Actions to take:
• A. Name each surgical apprentice that the George Lauder biography says he trained, with the year given for each.
• B. Carry on the George Lauder biography from its final sentence.

Text block:
*-*-*
- Born: c. 1712 Scotland
- Died: 8 May 1752 (aged 39–40) Midlothian, Scotland
- Occupation: Surgeon
- Known for: President Royal College of Surgeons of Edinburgh

= George Lauder (surgeon) =

Scottish surgeon (1712–1762)

George Lauder, (c. 1712 – 8 May 1752) was an Edinburgh surgeon who was deacon (president) of the Incorporation (later Royal College) of Surgeons of Edinburgh in 1744. During the Jacobite rising of 1745-46 he cared for the wounded after the Battle of Prestonpans, acted as surgeon with the Jacobite army on its march into England and retreat to Scotland, where he cared for wounded after the Battle of Falkirk.

== Early life and education ==
Lauder was born around 1712, the son of John Lauder, an Edinburgh surgeon-apothecary, who had been deacon of the Incorporation of Surgeons of Edinburgh, and his wife Isabella (née Preston). He was made an Edinburgh burgess on 6 April 1725 as his father, also a burgess, was able to pass that right to his sons. Lauder served a surgical apprenticeship and was elected a Freeman (Fellow) of the Incorporation on 20 April 1737.

== Career ==
Lauder became a surgeon-apothecary in Edinburgh, training a number of surgical apprentices: William Jarvis (1741); John Gordon (1742) and John Lumsden (1744). In 1744 he was elected Deacon of the Incorporation of Surgeons. After the Battle of Prestonpans in September 1745, he attended the wounded with his friend and fellow surgeon John Rattray. Other local surgeons who also attended included Alexander Monro (primus), and Alexander ('Lang Sandy') Wood. Lauder and Rattray remained as surgeons with the Jacobite army as Prince Charles Edward Stuart led it to Derby and then back to Scotland. They were captured after the Battle of Culloden and held prisoner, initially in a church in Inverness with other prisoners some of whom were wounded. According to the account of Robert Forbes their surgical instruments were taken from them to prevent them treating the wounded. They were moved to Inverness gaol, from where Lauder and Rattray were released as a result of a plea by Rattray's golfing companion Duncan Forbes, Lord Culloden. They arrived back in Edinburgh in May 1746 but were re-arrested on the orders of the Duke of Cumberland and held prisoner in London for seven months. Lauder and Rattray were finally released in January 1747.
*-*-*
Data:

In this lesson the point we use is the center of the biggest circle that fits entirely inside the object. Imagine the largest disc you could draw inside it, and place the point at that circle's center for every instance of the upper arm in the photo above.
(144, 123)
*-*-*
Responses by task:
• A.
William Jarvis (1741)
John Gordon (1742)
John Lumsden (1744)

• B.
As part of his plea for freedom Lauder made a lengthy representation detailing the care that he and Rattrray had provided for the wounded government troops after the battles of Prestonpans and Falkirk. After Prestonpans he detailed his treatment of eight named officers and went on:

"Mr Rattray and I, that day likewise operated upon and dressed almost three hundred private Men, two hundred and eighty of which were taken into the Charity Work-house, where they were taken care of by Mr [Alexander] Wood and I, who are the Surgeons belonging to that House, but my charge of them was greatest as I performed the whole operations and furnished the Medecines but of my own shop gratis. Besides taking care of the wounded I likewise at my own expense, carryed out to the Prisoners at Colonel Gardiner's House, two Dozen of Wine, eight large loaves of bread, and a good quantity of cheese."

Lauder returned to surgical practice in Edinburgh, training five more apprentices between 1751 and 1757. At the trial of Provost Archibald Stewart for high treason before the Justiciary Court in 1747, Lauder was one of the witnesses for the defence. As deacon he was an ex officio member of the Edinburgh Town Council and spoke in defence of Stewart's efforts to raise militia to protect the city again the advancing Jacobite army in 1745.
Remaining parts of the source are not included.